%%
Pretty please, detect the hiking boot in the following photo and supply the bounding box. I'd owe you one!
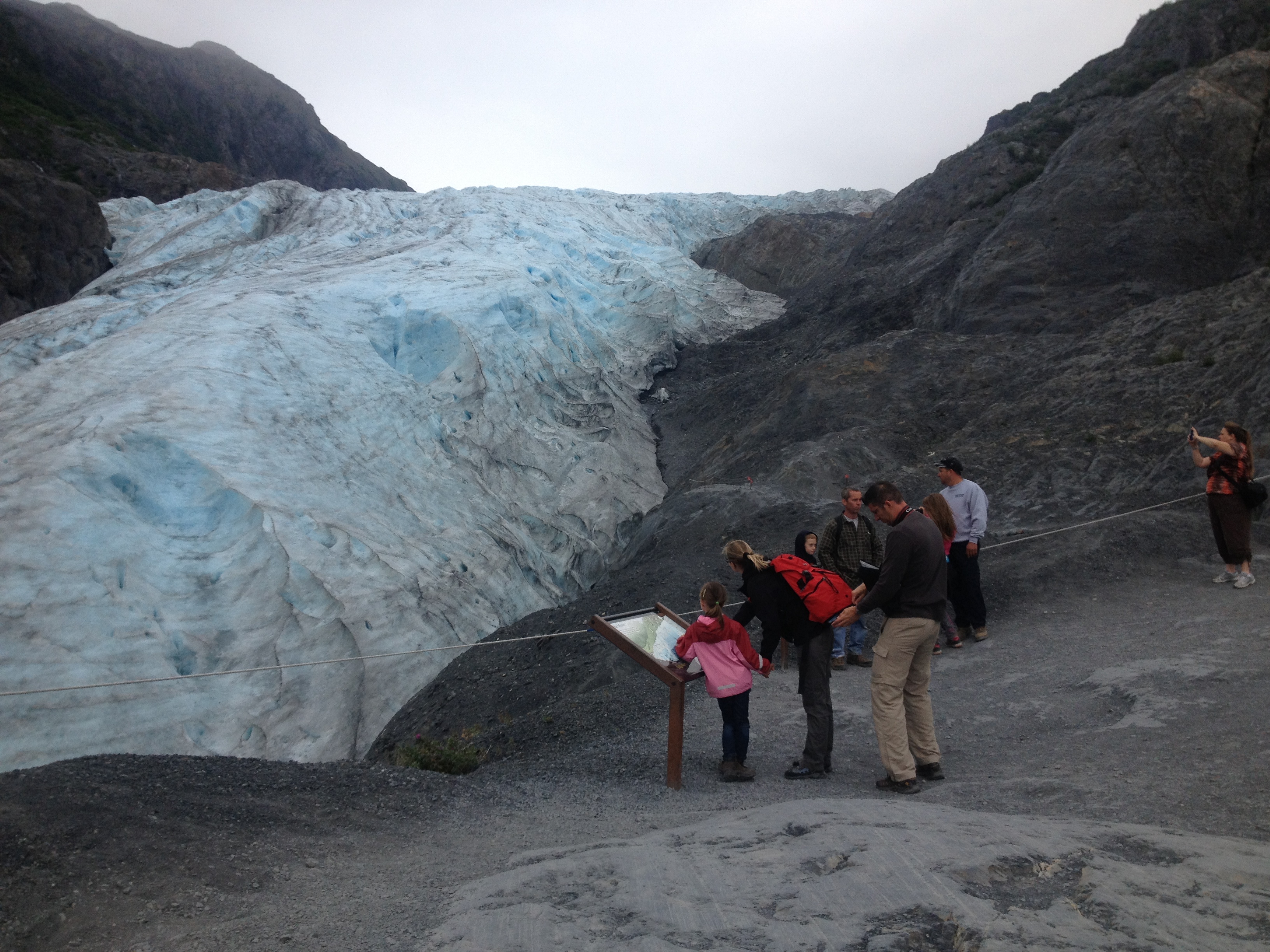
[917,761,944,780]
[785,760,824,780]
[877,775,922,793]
%%
%%
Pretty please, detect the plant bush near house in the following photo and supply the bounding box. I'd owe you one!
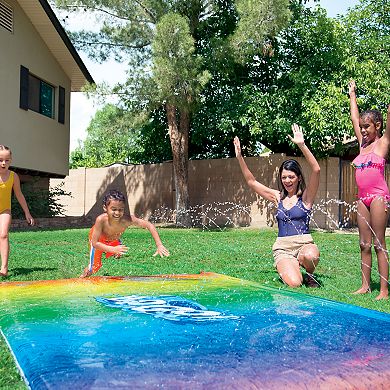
%%
%%
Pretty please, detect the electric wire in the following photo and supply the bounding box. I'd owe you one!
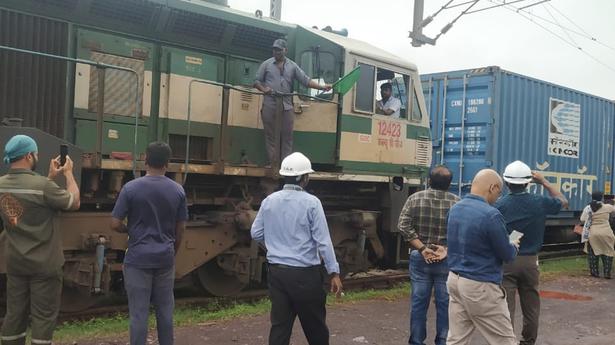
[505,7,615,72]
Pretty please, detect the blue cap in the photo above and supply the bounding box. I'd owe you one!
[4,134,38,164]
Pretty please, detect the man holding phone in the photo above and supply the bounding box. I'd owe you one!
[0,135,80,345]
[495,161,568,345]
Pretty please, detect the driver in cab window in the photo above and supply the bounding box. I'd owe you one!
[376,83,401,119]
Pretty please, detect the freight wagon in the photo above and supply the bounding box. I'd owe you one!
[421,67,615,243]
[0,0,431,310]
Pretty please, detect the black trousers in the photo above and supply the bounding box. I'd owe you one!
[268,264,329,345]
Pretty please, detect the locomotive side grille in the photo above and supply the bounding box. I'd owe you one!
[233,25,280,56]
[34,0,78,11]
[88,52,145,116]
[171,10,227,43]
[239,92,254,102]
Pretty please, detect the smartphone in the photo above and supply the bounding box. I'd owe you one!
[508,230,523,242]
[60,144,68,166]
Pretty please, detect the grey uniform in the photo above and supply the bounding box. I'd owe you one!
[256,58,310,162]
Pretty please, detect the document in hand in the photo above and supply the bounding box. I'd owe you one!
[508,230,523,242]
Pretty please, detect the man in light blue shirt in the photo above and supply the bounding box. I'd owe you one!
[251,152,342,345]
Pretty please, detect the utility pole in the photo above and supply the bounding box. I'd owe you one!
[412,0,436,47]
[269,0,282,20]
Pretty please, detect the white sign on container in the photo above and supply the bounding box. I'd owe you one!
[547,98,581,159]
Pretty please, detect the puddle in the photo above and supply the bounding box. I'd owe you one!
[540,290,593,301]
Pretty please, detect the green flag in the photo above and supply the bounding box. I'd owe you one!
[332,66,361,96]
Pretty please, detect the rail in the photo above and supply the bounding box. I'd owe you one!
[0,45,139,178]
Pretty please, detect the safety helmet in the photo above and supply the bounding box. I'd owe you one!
%%
Your instructions ::
Rewrite the items from the line containing "Pretty please, detect the electric" through the line containing "[269,0,282,20]", replacing "photo" with "image" and leaving everything else unchanged. Omit the pictures from your answer.

Written answer ::
Pretty please, detect the electric wire in the following image and supply the bounding box. I'd owe you one!
[505,7,615,72]
Pretty please, detect the blue cap in the image above and supply the bounding box. I'd owe you one!
[4,134,38,164]
Pretty please, detect the man holding phone in the image above and supply the bounding box. I'd owe you one!
[0,135,80,345]
[495,161,568,345]
Pretty please, detect the driver in cab window in the image above and supply the bounding box. I'd owe you one!
[376,83,401,119]
Pretty please, detect the freight wagon in the image above and supply the bounding box. I'd owe you one!
[421,67,615,243]
[0,0,431,310]
Pretty please, detect the black trousers in the image above and supply the bounding box. I'd owe you one!
[268,264,329,345]
Pretty please, detect the locomotive side grille in the image above and supply the bounding box. I'd owe you one!
[233,25,280,56]
[34,0,78,11]
[88,52,145,116]
[171,10,227,43]
[239,92,254,102]
Pretty please, detect the smartphone in the image above and supply the bounding box. I'd owe you one!
[508,230,523,242]
[60,144,68,166]
Pretty please, detect the grey uniform in the image above and supply the bounding box. I'd owe you one!
[256,58,310,162]
Pretty please, detect the document in hand in the image above and supply the bounding box. I'd owe you one!
[508,230,523,242]
Pretty please, detect the man in light blue shirt in the image above and supply the bounding box. I'd owe you one!
[251,152,342,345]
Pretty please, detect the utility pole in the image above and supply the bounding box. I'd owe you one!
[412,0,436,47]
[269,0,282,20]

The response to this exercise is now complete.